• **Stated problem**: Locate "of the street" in the listing below, then output the line holding it and every line after it, exactly and with nothing else.

# # # # #

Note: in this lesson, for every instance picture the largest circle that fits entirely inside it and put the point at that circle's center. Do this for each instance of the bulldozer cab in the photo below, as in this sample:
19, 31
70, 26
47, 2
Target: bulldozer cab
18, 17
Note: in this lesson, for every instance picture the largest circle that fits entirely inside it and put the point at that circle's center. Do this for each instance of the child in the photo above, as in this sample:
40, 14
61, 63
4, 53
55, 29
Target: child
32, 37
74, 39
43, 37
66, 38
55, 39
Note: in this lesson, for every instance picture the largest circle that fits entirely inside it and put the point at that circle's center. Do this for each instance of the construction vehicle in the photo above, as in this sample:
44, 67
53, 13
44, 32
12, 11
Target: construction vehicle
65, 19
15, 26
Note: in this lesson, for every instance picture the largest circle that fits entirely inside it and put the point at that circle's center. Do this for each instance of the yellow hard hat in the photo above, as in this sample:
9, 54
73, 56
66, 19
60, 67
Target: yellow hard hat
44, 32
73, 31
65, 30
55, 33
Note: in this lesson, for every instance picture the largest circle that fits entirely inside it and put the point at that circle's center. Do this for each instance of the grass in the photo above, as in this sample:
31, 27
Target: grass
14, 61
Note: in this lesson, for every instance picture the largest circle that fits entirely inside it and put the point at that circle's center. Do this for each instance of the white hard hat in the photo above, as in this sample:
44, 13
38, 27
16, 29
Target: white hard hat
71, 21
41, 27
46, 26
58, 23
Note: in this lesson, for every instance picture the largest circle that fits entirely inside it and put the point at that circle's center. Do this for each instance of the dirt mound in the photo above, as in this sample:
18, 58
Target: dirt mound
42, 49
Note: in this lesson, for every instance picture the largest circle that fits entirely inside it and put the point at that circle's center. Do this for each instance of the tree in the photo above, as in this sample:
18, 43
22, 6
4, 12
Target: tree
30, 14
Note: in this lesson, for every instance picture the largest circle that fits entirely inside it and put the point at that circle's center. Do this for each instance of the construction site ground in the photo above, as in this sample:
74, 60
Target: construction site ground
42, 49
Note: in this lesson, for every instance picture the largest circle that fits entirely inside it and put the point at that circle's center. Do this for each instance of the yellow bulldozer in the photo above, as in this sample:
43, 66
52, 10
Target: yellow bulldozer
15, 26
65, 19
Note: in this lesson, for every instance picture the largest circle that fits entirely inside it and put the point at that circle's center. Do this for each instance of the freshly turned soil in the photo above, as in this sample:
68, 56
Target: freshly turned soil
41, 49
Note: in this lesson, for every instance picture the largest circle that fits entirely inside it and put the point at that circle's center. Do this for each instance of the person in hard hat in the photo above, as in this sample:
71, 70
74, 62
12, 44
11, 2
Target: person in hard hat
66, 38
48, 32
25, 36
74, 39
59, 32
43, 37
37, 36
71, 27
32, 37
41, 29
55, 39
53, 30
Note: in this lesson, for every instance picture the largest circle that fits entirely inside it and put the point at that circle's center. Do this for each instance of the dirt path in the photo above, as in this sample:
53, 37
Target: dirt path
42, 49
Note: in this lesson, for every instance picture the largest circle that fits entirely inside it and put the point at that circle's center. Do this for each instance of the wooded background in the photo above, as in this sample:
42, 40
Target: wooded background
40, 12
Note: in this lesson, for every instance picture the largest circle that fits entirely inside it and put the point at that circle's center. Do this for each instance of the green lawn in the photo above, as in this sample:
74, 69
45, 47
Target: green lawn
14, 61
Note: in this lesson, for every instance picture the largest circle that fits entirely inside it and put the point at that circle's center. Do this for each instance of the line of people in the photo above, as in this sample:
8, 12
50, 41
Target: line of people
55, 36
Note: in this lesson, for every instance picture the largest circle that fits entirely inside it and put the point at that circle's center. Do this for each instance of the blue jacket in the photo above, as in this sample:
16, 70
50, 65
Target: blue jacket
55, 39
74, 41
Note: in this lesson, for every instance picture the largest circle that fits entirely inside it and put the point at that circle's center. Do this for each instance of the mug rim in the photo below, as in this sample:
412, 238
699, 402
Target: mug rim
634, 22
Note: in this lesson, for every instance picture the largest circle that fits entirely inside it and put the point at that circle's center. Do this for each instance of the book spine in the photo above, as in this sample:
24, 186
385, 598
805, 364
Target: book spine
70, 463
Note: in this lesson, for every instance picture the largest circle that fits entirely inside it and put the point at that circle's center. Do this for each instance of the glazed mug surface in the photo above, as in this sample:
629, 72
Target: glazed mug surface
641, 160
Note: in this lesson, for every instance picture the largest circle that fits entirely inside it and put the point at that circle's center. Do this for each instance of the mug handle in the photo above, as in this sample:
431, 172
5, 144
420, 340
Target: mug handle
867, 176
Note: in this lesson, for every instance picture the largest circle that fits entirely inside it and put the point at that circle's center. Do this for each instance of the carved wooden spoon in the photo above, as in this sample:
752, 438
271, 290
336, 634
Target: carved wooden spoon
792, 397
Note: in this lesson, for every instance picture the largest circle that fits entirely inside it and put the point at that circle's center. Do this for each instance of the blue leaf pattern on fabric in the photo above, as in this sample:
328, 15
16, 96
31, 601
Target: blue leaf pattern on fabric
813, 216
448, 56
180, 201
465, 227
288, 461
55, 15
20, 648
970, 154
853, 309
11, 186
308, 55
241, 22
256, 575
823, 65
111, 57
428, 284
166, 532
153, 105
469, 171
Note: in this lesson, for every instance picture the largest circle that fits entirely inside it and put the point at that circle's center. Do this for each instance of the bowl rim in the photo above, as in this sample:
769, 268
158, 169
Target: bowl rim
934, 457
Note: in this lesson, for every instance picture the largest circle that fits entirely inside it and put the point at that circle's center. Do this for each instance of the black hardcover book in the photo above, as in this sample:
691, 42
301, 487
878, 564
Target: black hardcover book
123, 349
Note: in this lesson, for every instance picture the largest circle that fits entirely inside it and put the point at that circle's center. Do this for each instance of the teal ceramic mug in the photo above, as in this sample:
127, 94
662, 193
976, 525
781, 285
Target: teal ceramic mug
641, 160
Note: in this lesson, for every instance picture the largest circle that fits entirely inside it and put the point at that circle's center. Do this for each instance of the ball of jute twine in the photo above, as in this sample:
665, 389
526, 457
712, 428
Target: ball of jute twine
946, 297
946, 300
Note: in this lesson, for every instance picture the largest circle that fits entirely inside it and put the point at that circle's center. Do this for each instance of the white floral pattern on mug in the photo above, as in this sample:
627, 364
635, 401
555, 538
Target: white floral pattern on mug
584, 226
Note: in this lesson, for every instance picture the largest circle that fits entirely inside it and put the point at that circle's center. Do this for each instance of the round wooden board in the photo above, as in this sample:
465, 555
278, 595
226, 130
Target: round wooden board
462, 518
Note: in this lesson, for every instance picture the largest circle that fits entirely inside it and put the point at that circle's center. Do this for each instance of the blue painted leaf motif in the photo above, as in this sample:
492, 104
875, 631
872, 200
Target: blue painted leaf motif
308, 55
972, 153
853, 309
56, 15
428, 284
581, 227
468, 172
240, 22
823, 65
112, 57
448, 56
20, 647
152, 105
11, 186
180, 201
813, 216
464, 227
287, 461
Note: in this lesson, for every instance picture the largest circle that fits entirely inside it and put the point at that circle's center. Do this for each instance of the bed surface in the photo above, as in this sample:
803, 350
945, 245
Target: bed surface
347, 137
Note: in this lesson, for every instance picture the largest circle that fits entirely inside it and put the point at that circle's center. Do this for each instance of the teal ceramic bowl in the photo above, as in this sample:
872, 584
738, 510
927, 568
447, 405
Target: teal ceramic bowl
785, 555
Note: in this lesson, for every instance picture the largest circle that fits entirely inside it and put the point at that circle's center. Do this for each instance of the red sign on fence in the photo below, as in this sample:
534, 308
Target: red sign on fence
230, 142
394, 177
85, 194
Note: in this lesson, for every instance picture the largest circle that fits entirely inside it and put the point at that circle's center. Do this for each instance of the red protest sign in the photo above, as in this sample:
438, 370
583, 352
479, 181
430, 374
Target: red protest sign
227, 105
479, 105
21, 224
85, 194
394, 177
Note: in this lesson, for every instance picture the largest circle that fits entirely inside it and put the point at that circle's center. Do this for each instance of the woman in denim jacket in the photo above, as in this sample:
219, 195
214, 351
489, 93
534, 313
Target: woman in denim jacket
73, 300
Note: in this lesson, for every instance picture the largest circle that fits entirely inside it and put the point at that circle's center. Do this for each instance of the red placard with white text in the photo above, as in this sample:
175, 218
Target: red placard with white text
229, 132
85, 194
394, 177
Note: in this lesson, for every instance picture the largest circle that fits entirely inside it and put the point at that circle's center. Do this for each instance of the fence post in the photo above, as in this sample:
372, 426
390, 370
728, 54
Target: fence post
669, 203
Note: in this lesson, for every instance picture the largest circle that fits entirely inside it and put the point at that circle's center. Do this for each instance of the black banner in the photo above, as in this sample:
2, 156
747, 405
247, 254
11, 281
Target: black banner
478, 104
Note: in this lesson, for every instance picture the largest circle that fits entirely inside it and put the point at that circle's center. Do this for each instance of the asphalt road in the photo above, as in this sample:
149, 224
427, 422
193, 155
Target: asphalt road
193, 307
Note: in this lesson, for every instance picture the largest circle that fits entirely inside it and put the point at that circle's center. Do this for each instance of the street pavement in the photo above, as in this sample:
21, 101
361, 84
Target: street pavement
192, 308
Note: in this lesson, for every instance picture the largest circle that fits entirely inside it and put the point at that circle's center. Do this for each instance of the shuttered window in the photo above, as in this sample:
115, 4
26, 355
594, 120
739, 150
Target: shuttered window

# # # # #

• **Correct answer**:
Note: in this lesson, for every instance picture the largest circle that fits entirely inside it and put the point at that circle's center. Do this for each instance of the street pavement in the photo above, as in this sample:
21, 101
361, 84
Target: street pavement
192, 308
Note: in this lesson, for every instance picture the largest circle that fits entirely inside it and put the point at that circle's center. Do this for each instance of the shuttered window in the photo above, as in this sample:
115, 4
26, 355
594, 120
739, 150
Target: shuttered window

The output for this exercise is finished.